_GOAL A_
Count how many lines of the entries contain the word "water", and give only that number.

Phelps Dodge Corporation v. National Labor Relations Board National Labor Relations Board v. Phelps Dodge Corporation, s. 387

Citation61 S.Ct. 845,133 A.L.R. 1217,85 L.Ed. 1271,313 U.S. 177
Decision Date28 April 1941
Docket Number641,Nos. 387,s. 387
PartiesPHELPS DODGE CORPORATION v. NATIONAL LABOR RELATIONS BOARD. NATIONAL LABOR RELATIONS BOARD v. PHELPS DODGE CORPORATION
CourtUnited States Supreme Court

[Syllabus from pages 177-179 intentionally omitted] Mr. Denison Kitchel, of Phoenix, Ariz., for Phelps Dodge Corporation.

[Argument of Counsel from pages 179-181 intentionally omitted] Messrs. Thomas E. Harris, of Washington, D.C., and Robert H. Jackson, Atty. Gen., for National Labor Relations Board.

Mr. Justice FRANKFURTER delivered the opinion of the Court.

The dominating question which this litigation brings here for the first time is whether an employer subject to the National Labor Relations Act may refuse to hire employees solely because of their affiliations with a labor union. Subsidiary questions grow out of this central issue relating to the means open to the Board to 'effectuate the policies of this Act (chapter)', if it finds such discrimination in hiring an 'unfair labor practice'. Other questions touching the remedial powers of the Board are also involved. We granted a petition by the Phelps Dodge Corporation and a cross-petition by the Board, 312 U.S. 669, 61 S.Ct. 447, 85 L.Ed. —-; 312 U.S. 669, 61 S.Ct. 450, 85 L.Ed. —-, to review a decision by the Circuit Court of Appeals for the Second Circuit, 113 F.2d 202, which enforced the order of the Board, 19 N.L.R.B., p. 547, with modifications. The main issue is intrinsically important and has stirred a conflict of decisions. National Labor Relations Board v. Waumbec Mills, 1 Cir., 114 F.2d 226.

_GOAL B_
Write out the opinion from "[Argument of Counsel" up to and including "for National Labor Relations Board.", substituting "Attorney General" for "Atty. Gen.".

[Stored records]
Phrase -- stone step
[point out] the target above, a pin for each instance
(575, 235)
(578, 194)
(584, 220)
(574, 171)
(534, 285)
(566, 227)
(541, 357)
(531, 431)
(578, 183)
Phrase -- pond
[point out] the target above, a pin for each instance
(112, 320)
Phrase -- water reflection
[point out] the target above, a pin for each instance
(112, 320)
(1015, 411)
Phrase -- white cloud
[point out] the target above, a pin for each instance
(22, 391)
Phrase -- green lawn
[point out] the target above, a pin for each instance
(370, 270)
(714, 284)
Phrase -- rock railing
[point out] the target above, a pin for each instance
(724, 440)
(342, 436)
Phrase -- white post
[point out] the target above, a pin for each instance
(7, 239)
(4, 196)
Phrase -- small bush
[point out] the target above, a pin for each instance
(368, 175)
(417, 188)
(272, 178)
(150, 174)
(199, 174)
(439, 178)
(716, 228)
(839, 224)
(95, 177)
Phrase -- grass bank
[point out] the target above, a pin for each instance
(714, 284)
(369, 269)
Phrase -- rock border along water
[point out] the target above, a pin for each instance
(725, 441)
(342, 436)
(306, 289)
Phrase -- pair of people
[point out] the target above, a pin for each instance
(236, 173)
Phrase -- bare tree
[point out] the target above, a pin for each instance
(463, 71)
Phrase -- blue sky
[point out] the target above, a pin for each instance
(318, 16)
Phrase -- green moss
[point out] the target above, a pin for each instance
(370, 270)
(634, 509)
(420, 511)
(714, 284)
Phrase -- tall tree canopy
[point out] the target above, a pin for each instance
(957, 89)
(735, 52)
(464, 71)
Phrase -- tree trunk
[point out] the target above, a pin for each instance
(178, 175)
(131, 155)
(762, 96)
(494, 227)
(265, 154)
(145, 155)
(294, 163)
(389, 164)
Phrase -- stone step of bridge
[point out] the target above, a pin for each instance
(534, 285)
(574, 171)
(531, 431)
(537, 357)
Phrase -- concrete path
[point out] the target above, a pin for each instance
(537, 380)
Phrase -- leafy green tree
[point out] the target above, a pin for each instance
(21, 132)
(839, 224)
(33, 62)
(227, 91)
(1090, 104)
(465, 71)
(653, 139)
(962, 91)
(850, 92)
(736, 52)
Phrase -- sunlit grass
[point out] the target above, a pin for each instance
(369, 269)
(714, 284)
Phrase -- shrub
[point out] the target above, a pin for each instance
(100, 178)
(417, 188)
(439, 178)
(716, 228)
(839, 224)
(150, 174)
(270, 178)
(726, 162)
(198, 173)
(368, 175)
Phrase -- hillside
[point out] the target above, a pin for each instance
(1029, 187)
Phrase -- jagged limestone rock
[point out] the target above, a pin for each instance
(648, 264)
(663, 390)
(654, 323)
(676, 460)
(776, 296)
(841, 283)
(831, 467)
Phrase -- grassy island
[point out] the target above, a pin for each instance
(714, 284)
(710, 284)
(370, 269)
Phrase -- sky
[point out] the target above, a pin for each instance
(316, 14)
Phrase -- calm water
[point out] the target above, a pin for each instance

_TASK RESULT A_
3

_TASK RESULT B_
[Argument of Counsel from pages 179-181 intentionally omitted] Messrs. Thomas E. Harris, of Washington, D.C., and Robert H. Jackson, Attorney General, for National Labor Relations Board.